Natural-language object grounding data:

==================================================

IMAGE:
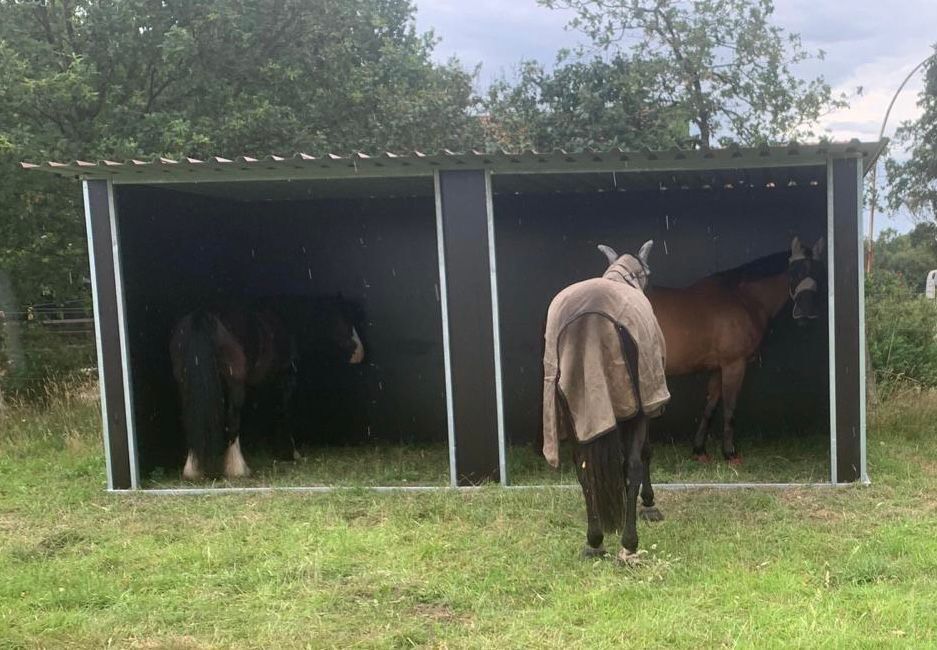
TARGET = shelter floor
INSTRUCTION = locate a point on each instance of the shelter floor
(765, 460)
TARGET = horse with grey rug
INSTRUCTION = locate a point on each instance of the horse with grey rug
(603, 379)
(219, 354)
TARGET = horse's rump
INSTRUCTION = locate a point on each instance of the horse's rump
(588, 385)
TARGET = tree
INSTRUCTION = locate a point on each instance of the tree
(582, 103)
(92, 79)
(197, 77)
(913, 183)
(909, 256)
(720, 61)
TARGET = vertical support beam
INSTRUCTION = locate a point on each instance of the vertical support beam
(463, 204)
(847, 326)
(107, 324)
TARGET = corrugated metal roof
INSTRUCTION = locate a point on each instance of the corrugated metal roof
(416, 163)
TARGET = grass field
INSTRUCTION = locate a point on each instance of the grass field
(845, 568)
(767, 460)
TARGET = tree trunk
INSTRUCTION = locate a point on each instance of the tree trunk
(11, 343)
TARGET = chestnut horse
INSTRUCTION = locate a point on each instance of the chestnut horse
(218, 354)
(717, 325)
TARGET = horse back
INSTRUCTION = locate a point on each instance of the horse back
(705, 326)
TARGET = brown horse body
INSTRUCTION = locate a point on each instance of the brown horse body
(219, 354)
(717, 324)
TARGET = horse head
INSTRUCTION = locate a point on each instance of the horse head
(803, 269)
(631, 268)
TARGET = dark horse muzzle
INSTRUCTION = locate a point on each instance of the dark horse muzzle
(804, 296)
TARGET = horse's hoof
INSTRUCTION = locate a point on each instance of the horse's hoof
(627, 558)
(589, 553)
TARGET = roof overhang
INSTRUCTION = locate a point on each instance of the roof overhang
(331, 166)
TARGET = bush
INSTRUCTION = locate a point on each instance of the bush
(49, 360)
(901, 329)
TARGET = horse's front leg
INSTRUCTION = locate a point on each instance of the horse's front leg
(234, 464)
(713, 394)
(594, 532)
(732, 378)
(283, 442)
(634, 474)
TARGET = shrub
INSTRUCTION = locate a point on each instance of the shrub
(901, 329)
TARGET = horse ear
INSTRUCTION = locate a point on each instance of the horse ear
(609, 253)
(645, 251)
(818, 248)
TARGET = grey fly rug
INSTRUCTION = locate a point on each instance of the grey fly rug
(587, 383)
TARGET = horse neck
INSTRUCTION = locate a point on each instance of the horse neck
(766, 294)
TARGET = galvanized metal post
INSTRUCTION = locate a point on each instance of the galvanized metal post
(846, 281)
(463, 213)
(104, 262)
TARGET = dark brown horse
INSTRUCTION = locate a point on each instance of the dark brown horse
(219, 354)
(717, 325)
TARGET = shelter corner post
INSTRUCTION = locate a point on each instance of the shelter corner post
(847, 321)
(465, 231)
(110, 338)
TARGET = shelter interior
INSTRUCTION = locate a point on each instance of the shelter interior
(547, 227)
(374, 241)
(185, 245)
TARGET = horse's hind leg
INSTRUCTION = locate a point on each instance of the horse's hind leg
(633, 477)
(649, 511)
(594, 533)
(732, 377)
(713, 394)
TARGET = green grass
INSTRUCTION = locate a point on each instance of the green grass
(767, 460)
(488, 569)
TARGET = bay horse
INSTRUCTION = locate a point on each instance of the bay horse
(603, 379)
(219, 353)
(717, 324)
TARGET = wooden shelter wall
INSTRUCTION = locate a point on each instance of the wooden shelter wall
(548, 241)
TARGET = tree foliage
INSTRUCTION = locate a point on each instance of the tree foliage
(722, 62)
(913, 183)
(910, 256)
(900, 330)
(581, 103)
(92, 79)
(136, 77)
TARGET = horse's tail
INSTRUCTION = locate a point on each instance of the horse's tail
(599, 464)
(202, 392)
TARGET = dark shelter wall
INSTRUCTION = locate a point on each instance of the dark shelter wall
(180, 251)
(546, 242)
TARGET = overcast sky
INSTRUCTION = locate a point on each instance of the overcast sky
(868, 43)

==================================================

EXERCISE AIM: Above are the records; print exactly the lines from the line with "TARGET = horse's hoof" to the line with "TARGET = grey fly rug", including both, and nothing else.

ANSWER:
TARGET = horse's hoof
INSTRUCTION = locate a point on each instance of the horse's hoof
(627, 558)
(589, 553)
TARGET = roof overhang
INSTRUCTION = locate a point on each instance of the roof overhang
(331, 166)
TARGET = bush
INSTRUCTION = locate a point on each instance of the bush
(49, 360)
(901, 329)
TARGET = horse's front leg
INSTRUCTION = locate a point on each instance of the horse's front leg
(234, 464)
(713, 394)
(594, 532)
(732, 378)
(283, 442)
(634, 474)
TARGET = shrub
INSTRUCTION = locate a point on each instance of the shrub
(901, 329)
TARGET = horse ear
INSTRUCTION = locate a point on each instance of the horse ear
(609, 253)
(645, 251)
(818, 248)
TARGET = grey fly rug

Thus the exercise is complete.